## What is expected
Using the records beneath, say how many lines contain the word "blurred", without comment.

**** Provided entries ****

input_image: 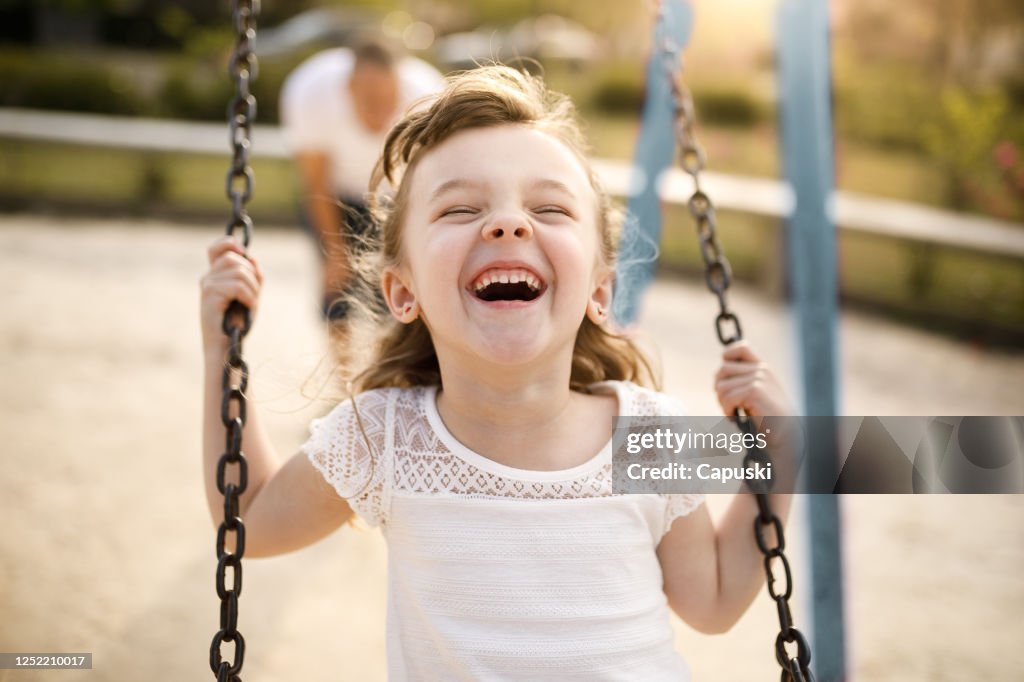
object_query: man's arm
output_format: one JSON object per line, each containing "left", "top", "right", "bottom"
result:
{"left": 295, "top": 151, "right": 351, "bottom": 293}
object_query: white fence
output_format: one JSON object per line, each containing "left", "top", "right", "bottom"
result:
{"left": 2, "top": 107, "right": 1022, "bottom": 259}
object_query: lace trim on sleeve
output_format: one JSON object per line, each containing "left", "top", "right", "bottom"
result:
{"left": 661, "top": 493, "right": 706, "bottom": 537}
{"left": 301, "top": 389, "right": 392, "bottom": 527}
{"left": 624, "top": 385, "right": 706, "bottom": 536}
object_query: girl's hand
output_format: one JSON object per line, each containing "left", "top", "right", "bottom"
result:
{"left": 199, "top": 236, "right": 264, "bottom": 352}
{"left": 715, "top": 342, "right": 804, "bottom": 487}
{"left": 714, "top": 341, "right": 792, "bottom": 417}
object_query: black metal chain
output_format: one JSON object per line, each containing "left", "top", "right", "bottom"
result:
{"left": 655, "top": 5, "right": 814, "bottom": 681}
{"left": 211, "top": 1, "right": 259, "bottom": 680}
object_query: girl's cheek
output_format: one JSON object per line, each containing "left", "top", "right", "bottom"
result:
{"left": 418, "top": 233, "right": 469, "bottom": 289}
{"left": 547, "top": 231, "right": 597, "bottom": 278}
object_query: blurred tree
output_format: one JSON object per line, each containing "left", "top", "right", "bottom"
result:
{"left": 0, "top": 0, "right": 321, "bottom": 47}
{"left": 836, "top": 0, "right": 1023, "bottom": 215}
{"left": 838, "top": 0, "right": 1024, "bottom": 87}
{"left": 921, "top": 88, "right": 1010, "bottom": 210}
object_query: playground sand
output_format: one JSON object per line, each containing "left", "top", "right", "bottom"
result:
{"left": 1, "top": 214, "right": 1022, "bottom": 681}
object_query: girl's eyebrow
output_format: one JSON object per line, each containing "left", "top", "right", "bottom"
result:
{"left": 530, "top": 178, "right": 577, "bottom": 200}
{"left": 428, "top": 178, "right": 579, "bottom": 203}
{"left": 429, "top": 178, "right": 483, "bottom": 203}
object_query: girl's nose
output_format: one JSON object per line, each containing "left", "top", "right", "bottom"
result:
{"left": 481, "top": 212, "right": 533, "bottom": 241}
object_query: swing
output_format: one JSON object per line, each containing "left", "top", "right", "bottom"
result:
{"left": 208, "top": 2, "right": 814, "bottom": 680}
{"left": 210, "top": 1, "right": 258, "bottom": 681}
{"left": 647, "top": 3, "right": 815, "bottom": 679}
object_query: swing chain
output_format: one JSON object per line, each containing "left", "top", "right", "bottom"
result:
{"left": 212, "top": 1, "right": 259, "bottom": 681}
{"left": 657, "top": 4, "right": 813, "bottom": 680}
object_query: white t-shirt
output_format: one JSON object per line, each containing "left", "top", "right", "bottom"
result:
{"left": 302, "top": 380, "right": 705, "bottom": 681}
{"left": 279, "top": 48, "right": 445, "bottom": 198}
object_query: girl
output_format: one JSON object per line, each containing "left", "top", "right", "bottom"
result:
{"left": 200, "top": 66, "right": 792, "bottom": 680}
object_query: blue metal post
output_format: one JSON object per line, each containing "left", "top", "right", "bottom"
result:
{"left": 776, "top": 0, "right": 847, "bottom": 680}
{"left": 614, "top": 0, "right": 692, "bottom": 326}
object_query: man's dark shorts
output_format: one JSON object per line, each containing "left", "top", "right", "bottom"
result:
{"left": 301, "top": 196, "right": 387, "bottom": 321}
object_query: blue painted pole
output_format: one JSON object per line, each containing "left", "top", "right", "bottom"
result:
{"left": 613, "top": 0, "right": 692, "bottom": 326}
{"left": 776, "top": 1, "right": 847, "bottom": 680}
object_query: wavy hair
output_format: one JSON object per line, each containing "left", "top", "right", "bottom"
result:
{"left": 339, "top": 65, "right": 658, "bottom": 393}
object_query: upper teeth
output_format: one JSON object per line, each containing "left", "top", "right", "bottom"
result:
{"left": 473, "top": 268, "right": 542, "bottom": 292}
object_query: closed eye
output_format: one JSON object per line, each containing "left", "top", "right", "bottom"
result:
{"left": 533, "top": 206, "right": 572, "bottom": 216}
{"left": 440, "top": 206, "right": 479, "bottom": 217}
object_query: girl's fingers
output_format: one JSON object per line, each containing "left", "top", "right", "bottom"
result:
{"left": 250, "top": 254, "right": 264, "bottom": 284}
{"left": 209, "top": 249, "right": 251, "bottom": 273}
{"left": 201, "top": 270, "right": 256, "bottom": 300}
{"left": 207, "top": 236, "right": 248, "bottom": 265}
{"left": 204, "top": 274, "right": 259, "bottom": 310}
{"left": 224, "top": 256, "right": 260, "bottom": 289}
{"left": 722, "top": 340, "right": 760, "bottom": 364}
{"left": 715, "top": 373, "right": 760, "bottom": 394}
{"left": 719, "top": 384, "right": 757, "bottom": 416}
{"left": 209, "top": 254, "right": 261, "bottom": 289}
{"left": 715, "top": 360, "right": 763, "bottom": 381}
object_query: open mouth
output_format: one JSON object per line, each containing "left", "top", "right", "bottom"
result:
{"left": 470, "top": 268, "right": 545, "bottom": 303}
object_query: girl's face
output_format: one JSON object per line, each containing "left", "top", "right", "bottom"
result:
{"left": 382, "top": 124, "right": 612, "bottom": 370}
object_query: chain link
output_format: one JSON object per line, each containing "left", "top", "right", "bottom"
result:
{"left": 211, "top": 1, "right": 259, "bottom": 680}
{"left": 655, "top": 4, "right": 813, "bottom": 680}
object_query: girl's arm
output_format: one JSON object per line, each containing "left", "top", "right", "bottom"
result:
{"left": 657, "top": 341, "right": 795, "bottom": 634}
{"left": 200, "top": 237, "right": 353, "bottom": 558}
{"left": 657, "top": 490, "right": 793, "bottom": 634}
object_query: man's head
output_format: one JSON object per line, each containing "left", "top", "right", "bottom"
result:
{"left": 348, "top": 39, "right": 400, "bottom": 133}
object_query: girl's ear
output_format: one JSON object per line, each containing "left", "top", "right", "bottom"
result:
{"left": 381, "top": 266, "right": 419, "bottom": 323}
{"left": 586, "top": 270, "right": 614, "bottom": 325}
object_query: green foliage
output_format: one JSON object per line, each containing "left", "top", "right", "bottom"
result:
{"left": 589, "top": 62, "right": 645, "bottom": 115}
{"left": 0, "top": 50, "right": 147, "bottom": 115}
{"left": 833, "top": 57, "right": 936, "bottom": 151}
{"left": 920, "top": 87, "right": 1011, "bottom": 210}
{"left": 182, "top": 26, "right": 236, "bottom": 61}
{"left": 922, "top": 87, "right": 1009, "bottom": 171}
{"left": 0, "top": 47, "right": 298, "bottom": 124}
{"left": 155, "top": 56, "right": 295, "bottom": 123}
{"left": 691, "top": 85, "right": 764, "bottom": 127}
{"left": 155, "top": 5, "right": 194, "bottom": 43}
{"left": 458, "top": 0, "right": 534, "bottom": 26}
{"left": 155, "top": 64, "right": 233, "bottom": 120}
{"left": 586, "top": 61, "right": 764, "bottom": 126}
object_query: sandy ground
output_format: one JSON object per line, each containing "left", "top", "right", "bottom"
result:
{"left": 1, "top": 214, "right": 1022, "bottom": 681}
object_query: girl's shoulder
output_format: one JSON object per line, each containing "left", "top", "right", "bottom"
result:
{"left": 319, "top": 384, "right": 435, "bottom": 424}
{"left": 588, "top": 380, "right": 687, "bottom": 418}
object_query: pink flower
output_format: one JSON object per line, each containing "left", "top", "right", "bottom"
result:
{"left": 994, "top": 141, "right": 1017, "bottom": 170}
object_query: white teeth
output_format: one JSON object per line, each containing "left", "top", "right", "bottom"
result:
{"left": 471, "top": 268, "right": 545, "bottom": 291}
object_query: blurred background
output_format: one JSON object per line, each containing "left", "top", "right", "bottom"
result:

****

## Answer to this problem
2